▸ **Stored data entries**:
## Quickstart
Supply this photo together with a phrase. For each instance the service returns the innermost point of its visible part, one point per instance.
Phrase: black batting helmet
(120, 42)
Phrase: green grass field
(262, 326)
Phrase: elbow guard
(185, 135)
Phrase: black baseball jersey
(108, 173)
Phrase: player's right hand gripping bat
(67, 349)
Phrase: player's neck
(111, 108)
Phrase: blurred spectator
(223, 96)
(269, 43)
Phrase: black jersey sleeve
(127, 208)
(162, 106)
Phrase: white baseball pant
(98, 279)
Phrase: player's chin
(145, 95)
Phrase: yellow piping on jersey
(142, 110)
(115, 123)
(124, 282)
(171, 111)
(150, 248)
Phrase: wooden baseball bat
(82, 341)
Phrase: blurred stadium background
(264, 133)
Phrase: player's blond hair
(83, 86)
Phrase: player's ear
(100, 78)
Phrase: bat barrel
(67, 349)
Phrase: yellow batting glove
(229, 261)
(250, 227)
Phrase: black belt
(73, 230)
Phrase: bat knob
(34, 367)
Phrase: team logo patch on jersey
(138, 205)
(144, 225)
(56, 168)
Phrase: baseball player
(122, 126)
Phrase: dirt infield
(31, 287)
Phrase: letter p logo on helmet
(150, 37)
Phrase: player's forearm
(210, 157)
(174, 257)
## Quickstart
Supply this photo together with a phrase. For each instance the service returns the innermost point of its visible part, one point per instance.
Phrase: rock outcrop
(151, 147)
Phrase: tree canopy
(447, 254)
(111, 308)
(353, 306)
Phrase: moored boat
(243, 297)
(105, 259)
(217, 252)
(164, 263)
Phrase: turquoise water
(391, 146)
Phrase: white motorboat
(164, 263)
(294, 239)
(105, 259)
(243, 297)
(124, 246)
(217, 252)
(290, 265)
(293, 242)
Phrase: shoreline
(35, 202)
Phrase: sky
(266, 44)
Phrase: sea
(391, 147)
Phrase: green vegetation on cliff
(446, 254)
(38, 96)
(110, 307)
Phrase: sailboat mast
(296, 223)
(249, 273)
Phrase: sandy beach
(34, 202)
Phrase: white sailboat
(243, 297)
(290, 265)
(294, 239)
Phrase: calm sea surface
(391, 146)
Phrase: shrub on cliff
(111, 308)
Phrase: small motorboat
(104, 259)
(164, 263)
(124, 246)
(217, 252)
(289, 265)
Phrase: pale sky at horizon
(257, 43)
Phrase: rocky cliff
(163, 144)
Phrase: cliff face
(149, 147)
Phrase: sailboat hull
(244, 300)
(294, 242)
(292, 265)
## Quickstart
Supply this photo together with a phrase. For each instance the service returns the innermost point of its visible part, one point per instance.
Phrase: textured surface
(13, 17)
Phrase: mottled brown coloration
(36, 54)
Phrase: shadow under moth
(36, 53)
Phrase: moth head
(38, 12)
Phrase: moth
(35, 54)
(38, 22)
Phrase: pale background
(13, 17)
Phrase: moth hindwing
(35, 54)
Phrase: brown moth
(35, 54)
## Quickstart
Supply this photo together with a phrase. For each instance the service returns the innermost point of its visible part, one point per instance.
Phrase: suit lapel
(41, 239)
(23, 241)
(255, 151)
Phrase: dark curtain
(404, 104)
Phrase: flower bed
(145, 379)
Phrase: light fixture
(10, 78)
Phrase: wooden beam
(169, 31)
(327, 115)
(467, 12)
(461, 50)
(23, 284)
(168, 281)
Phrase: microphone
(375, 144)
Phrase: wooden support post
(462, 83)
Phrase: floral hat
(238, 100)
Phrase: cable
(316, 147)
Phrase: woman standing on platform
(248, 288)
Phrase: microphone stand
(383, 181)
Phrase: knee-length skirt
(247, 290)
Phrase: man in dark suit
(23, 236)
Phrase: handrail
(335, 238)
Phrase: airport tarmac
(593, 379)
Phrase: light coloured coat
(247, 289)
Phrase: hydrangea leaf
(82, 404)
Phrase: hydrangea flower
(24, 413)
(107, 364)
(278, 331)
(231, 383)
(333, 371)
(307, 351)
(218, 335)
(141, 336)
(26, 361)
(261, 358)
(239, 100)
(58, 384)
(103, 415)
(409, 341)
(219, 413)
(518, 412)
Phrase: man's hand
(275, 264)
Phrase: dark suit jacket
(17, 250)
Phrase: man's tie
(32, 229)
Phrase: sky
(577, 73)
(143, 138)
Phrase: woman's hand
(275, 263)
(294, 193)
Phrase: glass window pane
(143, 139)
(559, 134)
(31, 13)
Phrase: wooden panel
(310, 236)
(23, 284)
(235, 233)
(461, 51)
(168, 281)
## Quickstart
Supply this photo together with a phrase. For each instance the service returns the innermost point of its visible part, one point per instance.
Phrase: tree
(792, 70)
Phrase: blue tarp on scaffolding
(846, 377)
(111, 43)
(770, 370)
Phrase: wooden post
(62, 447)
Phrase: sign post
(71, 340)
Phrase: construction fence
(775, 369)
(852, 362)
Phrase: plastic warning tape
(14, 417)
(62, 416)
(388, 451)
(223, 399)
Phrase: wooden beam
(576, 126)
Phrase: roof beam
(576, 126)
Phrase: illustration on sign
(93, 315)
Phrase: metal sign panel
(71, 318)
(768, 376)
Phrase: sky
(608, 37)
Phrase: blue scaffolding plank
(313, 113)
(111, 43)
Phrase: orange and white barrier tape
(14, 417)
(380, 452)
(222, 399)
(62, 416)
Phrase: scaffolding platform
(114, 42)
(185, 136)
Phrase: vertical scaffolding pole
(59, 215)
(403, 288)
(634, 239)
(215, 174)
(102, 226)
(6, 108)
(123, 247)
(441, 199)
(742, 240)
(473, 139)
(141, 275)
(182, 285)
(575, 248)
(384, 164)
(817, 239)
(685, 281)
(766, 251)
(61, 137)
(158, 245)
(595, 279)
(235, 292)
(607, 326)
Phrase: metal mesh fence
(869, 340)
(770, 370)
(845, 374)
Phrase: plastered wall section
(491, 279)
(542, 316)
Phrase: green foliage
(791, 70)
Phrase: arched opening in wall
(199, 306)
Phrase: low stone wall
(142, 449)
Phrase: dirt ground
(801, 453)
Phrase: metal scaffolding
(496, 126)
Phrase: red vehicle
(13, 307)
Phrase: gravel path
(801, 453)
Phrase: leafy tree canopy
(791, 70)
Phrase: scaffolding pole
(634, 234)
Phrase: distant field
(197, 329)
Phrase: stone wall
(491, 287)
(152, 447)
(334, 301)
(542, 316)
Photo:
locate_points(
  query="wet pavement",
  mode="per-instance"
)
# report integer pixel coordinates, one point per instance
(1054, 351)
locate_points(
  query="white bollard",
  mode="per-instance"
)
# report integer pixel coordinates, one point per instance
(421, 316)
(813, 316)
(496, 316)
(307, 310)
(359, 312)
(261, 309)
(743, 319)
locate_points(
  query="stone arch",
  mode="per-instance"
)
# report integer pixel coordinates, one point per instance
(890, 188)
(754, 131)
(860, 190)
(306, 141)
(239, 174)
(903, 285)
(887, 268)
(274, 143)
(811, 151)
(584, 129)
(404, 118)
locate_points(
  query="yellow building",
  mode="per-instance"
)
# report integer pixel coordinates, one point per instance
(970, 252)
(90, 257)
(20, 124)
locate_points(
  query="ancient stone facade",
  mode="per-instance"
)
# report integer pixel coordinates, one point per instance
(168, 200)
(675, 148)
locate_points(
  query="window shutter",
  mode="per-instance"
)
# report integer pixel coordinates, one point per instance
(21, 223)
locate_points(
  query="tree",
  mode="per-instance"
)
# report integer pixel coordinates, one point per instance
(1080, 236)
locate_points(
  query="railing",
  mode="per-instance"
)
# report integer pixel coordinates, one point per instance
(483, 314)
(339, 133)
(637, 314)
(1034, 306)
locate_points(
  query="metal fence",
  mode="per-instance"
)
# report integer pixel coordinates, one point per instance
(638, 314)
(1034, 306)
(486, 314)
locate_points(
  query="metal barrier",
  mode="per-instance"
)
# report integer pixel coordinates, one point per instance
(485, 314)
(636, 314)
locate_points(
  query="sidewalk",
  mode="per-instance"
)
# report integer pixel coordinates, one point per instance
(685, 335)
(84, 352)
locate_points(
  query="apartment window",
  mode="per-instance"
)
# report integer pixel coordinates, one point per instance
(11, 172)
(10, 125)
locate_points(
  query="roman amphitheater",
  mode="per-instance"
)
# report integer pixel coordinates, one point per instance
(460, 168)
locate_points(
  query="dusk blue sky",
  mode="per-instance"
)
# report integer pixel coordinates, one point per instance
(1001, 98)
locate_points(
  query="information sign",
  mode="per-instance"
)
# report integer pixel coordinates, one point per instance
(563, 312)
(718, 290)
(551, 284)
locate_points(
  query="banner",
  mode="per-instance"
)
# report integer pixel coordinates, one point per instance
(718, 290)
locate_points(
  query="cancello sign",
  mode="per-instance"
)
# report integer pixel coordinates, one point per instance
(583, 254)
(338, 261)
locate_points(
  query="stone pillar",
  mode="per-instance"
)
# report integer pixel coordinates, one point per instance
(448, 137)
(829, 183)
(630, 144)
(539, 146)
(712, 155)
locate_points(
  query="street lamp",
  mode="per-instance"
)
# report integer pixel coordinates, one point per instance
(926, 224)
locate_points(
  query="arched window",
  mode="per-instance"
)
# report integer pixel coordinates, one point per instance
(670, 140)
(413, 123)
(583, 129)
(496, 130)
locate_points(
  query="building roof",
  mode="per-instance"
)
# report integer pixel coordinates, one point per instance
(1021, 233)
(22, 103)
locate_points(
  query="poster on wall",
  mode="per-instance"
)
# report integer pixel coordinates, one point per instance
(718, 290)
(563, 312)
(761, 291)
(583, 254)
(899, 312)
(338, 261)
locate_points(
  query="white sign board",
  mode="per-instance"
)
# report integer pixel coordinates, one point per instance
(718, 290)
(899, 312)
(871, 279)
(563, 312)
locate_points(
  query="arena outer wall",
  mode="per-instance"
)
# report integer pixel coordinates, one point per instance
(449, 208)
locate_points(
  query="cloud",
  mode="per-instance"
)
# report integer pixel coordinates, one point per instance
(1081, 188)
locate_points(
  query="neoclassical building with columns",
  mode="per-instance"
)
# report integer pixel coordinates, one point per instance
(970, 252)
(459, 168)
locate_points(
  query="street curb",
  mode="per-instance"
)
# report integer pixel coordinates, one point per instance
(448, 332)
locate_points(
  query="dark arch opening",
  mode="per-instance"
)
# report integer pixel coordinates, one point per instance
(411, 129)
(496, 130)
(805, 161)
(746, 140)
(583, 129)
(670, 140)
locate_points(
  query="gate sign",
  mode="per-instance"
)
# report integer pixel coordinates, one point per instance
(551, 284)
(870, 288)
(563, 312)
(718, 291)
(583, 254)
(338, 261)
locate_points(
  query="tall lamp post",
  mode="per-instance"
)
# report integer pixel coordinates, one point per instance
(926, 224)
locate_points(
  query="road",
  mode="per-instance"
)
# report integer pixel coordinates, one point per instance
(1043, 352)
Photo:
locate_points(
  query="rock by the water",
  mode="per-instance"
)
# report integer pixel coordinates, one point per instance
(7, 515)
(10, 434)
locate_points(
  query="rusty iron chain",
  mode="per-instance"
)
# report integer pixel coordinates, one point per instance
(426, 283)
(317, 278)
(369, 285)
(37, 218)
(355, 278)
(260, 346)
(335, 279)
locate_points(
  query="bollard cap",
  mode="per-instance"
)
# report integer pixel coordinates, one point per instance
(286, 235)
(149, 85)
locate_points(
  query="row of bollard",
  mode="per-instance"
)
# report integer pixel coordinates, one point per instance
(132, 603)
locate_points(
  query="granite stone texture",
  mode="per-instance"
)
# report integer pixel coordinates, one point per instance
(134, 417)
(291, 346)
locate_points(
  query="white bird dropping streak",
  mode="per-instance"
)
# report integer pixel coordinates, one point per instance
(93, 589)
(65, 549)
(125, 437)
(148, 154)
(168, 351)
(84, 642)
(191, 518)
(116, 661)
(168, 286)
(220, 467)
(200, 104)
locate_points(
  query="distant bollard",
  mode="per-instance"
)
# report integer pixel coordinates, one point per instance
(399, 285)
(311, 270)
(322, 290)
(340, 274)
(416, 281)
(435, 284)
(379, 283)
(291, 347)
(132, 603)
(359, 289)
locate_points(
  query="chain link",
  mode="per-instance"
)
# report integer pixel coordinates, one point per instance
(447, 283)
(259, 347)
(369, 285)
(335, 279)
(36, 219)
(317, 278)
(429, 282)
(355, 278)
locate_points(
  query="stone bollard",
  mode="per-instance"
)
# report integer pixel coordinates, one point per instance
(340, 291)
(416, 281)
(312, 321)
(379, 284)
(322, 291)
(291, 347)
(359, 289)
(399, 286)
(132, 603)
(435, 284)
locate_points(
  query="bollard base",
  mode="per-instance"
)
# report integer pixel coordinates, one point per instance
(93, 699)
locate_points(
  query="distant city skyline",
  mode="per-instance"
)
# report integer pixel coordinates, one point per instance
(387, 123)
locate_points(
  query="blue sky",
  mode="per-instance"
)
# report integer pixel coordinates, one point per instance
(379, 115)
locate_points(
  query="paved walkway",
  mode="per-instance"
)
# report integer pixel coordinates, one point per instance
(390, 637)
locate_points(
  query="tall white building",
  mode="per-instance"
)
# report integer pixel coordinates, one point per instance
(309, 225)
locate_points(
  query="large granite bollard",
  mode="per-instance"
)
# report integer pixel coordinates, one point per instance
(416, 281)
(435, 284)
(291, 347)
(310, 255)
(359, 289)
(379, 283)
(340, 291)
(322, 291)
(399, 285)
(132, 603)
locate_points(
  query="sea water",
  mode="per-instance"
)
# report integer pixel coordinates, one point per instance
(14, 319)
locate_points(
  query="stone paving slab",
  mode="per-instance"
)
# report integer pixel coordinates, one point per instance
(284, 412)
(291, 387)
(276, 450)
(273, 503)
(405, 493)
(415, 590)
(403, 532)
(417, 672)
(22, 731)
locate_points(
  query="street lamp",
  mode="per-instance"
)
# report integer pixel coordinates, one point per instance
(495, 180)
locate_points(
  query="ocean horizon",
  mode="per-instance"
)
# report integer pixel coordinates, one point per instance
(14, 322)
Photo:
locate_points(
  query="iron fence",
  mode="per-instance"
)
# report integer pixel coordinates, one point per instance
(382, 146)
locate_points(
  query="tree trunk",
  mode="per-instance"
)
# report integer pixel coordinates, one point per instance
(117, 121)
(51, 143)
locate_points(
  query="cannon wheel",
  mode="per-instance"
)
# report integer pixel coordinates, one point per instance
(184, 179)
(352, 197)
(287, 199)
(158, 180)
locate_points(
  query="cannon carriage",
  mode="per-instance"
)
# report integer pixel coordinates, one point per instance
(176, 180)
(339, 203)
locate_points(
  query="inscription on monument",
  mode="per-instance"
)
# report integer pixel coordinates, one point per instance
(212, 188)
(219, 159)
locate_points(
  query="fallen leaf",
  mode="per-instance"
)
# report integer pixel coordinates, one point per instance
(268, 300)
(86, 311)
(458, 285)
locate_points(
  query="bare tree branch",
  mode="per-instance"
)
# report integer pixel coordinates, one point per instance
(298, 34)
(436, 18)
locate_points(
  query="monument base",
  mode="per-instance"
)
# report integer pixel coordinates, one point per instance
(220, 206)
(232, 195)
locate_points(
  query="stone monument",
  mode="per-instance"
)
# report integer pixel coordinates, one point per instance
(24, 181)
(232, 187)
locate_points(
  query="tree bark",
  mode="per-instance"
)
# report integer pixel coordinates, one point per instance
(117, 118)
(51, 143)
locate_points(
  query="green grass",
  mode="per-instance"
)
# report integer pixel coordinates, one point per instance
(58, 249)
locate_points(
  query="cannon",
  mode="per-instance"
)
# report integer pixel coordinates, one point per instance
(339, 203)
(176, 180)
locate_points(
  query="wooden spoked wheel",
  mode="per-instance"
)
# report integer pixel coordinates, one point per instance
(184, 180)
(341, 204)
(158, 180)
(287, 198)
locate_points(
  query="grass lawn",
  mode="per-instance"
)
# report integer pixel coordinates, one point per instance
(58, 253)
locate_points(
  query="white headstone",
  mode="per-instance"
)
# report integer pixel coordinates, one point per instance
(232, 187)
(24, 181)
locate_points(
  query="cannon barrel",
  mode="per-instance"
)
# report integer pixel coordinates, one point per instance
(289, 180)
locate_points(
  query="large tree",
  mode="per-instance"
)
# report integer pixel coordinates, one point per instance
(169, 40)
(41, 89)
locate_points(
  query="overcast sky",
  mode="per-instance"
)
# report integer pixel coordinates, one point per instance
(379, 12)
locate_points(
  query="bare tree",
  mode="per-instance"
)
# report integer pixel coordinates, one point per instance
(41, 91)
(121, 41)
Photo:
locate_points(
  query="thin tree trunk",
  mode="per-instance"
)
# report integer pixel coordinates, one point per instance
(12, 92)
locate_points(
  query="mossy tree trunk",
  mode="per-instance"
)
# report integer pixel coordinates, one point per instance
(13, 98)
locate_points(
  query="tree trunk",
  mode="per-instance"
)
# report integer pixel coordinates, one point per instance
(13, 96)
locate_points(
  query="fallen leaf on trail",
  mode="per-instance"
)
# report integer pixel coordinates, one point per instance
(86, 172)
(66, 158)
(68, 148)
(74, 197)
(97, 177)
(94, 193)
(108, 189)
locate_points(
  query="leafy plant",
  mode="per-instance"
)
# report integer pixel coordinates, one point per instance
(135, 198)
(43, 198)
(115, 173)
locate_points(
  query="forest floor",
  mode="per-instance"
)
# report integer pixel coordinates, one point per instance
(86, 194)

▸ **TRY IT**: Your task is to copy every line in the entries that holds the string "fallen".

▸ **ANSWER SECTION**:
  query="fallen leaf",
  query="fallen leaf on trail",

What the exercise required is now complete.